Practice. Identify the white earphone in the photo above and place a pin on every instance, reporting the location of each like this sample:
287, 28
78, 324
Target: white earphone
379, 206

Exercise aim:
Reproduce the data above word for word, keeping every line, number, and punctuation mark unchanged.

Solution to this task:
Practice. Identify the white earphone in the photo above and place a pin on every instance, reporting the location of each like this sample:
287, 28
78, 324
Target: white earphone
379, 206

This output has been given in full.